» EXERCISE SET:
A. In the passage on other universes, what did the 9th century astronomer al-Sufi call Andromeda?
B. Change the passage on other universes by writing it out again starting at "A Hubble volume gives" and ending at "what we see.", with "Hubble volume" replaced by "observable region".
==== DOCUMENT EXTRACT
While I imagine that other universes exist in the same space-time continuum as ours, I suspect that these universes are so far away that they don’t necessarily share all the things we take for granted in this corner of our galaxy. Our understanding of our own universe is just beginning. It’s barely a hundred years old. I’m not sure we can even make assumptions about the constants of the far-off galaxies that we can presently detect, let alone make assumptions about galaxy clusters or universes we haven’t even detected. The following is a cropped NASA image of MACS0647-JD, which “is a candidate for the farthest known galaxy from Earth and is at redshift of about z=10.7 or 13.3 billion light-years (4 billion parsecs) away. It formed 420 million years after the Big Bang. It is less than 600 light-years wide.”
A Hubble volume gives us a type of measure of the size of other universes we might find some day, although just as stars, solar systems, and galaxies come in different sizes, so other universes may differ in size. The notion of a Hubble volume is also helpful in that it reminds us that what we see is dependent on where we see it from. And, of course, the way we interpret what we see.
My position regarding other universes is even more precarious than that of the 9th century astronomer al-Sufi, who called Andromeda a small cloud, and who would need to have lived another millennium to fully understand that what he saw was in fact a far-off galaxy. We may have already seen some tiny dot or cloud of light — some blip, pulse, particle, or wave — that in a hundred or a thousand years we’ll know comes from a universe sextillions of gigaparsecs from Earth. The following Wikimedia image is of “the Andromeda constellation, from the 10th C. Persian astronomer al-Sûfi's Treatise of the fixed stars”:
Of course, it’s possible that we may never see anything like al-Sufi’s little cloud. Perhaps even in a million years, and from the perspectives of a billion alien life forms, such a thing will never be seen. The wonderful thing about practical space, however, is that this doesn’t mean another universe doesn’t exist. Unless we can verify that it curves in upon itself and that there’s nothing beyond the bent universe that we can see.
========
==== DATA EXTRACT
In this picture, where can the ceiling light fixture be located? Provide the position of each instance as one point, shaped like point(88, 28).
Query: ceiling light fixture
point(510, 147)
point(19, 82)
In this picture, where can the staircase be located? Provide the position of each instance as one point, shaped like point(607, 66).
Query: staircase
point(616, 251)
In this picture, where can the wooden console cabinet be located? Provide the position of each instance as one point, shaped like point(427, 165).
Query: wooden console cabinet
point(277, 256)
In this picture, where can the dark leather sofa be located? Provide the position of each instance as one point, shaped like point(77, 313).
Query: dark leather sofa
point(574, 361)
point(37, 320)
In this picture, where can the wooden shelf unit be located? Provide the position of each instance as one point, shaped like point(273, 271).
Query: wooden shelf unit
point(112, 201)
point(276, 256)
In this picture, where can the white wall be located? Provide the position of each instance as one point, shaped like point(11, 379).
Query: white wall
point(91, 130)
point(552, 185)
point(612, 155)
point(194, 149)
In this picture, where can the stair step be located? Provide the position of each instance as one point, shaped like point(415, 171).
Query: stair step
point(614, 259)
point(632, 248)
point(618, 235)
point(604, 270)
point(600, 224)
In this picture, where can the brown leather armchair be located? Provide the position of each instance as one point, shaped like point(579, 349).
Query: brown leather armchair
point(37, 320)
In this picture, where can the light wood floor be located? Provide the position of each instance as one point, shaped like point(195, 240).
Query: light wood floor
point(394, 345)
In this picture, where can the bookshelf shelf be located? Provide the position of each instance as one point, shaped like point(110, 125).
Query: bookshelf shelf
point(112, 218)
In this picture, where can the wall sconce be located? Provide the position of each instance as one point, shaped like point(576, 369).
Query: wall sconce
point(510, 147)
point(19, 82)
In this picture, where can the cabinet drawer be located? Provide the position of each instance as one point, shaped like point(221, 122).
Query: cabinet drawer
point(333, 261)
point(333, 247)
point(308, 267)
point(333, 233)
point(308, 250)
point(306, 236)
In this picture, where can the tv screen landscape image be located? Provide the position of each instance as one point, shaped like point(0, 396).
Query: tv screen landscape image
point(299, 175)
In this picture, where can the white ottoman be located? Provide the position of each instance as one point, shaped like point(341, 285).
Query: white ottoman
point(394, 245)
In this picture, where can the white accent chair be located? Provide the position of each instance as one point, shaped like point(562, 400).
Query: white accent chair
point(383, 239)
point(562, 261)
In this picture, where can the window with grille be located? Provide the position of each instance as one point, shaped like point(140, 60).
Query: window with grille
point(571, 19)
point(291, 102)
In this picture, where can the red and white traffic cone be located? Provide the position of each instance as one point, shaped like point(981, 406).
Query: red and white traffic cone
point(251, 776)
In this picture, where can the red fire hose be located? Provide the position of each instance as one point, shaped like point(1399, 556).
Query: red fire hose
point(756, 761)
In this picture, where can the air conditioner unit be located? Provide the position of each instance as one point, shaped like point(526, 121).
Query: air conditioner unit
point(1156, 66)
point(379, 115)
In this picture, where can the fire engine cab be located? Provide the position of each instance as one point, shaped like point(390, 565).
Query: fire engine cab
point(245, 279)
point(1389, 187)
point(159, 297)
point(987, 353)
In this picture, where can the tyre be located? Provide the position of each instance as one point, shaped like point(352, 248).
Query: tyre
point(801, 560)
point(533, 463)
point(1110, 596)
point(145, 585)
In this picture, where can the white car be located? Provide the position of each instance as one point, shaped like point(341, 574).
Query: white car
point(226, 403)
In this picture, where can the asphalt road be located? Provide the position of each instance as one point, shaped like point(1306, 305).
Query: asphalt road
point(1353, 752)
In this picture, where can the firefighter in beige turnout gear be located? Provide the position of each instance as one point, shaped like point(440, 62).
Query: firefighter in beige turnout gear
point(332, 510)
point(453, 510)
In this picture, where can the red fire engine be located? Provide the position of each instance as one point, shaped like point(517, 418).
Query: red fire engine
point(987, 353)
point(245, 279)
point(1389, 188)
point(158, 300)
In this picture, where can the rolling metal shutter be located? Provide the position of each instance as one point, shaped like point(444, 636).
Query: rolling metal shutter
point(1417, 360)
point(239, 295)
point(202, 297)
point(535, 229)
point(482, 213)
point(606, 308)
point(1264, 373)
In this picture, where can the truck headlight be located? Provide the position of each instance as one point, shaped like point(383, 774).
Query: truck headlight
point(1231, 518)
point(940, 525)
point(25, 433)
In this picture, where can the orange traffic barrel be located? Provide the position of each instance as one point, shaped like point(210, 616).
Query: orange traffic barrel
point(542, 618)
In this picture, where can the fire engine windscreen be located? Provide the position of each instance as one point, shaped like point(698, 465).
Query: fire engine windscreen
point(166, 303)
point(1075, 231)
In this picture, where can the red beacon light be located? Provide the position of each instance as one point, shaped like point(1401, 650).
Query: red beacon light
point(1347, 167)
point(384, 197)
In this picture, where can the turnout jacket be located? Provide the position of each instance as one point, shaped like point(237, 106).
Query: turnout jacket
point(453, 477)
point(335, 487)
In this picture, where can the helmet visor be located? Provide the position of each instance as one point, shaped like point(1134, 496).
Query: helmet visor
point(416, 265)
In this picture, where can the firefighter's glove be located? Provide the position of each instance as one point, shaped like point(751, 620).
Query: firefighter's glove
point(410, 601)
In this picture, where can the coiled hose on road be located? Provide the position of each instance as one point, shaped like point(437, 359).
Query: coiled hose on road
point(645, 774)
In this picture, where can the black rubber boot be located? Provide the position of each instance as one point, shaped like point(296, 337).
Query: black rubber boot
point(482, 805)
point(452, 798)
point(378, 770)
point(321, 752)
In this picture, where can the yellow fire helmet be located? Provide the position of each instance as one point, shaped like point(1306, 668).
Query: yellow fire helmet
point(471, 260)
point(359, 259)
========
» SOLUTIONS TO THE EXERCISE:
A. A small cloud.

B.
A observable region gives us a type of measure of the size of other universes we might find some day, although just as stars, solar systems, and galaxies come in different sizes, so other universes may differ in size. The notion of a observable region is also helpful in that it reminds us that what we see is dependent on where we see it from. And, of course, the way we interpret what we see.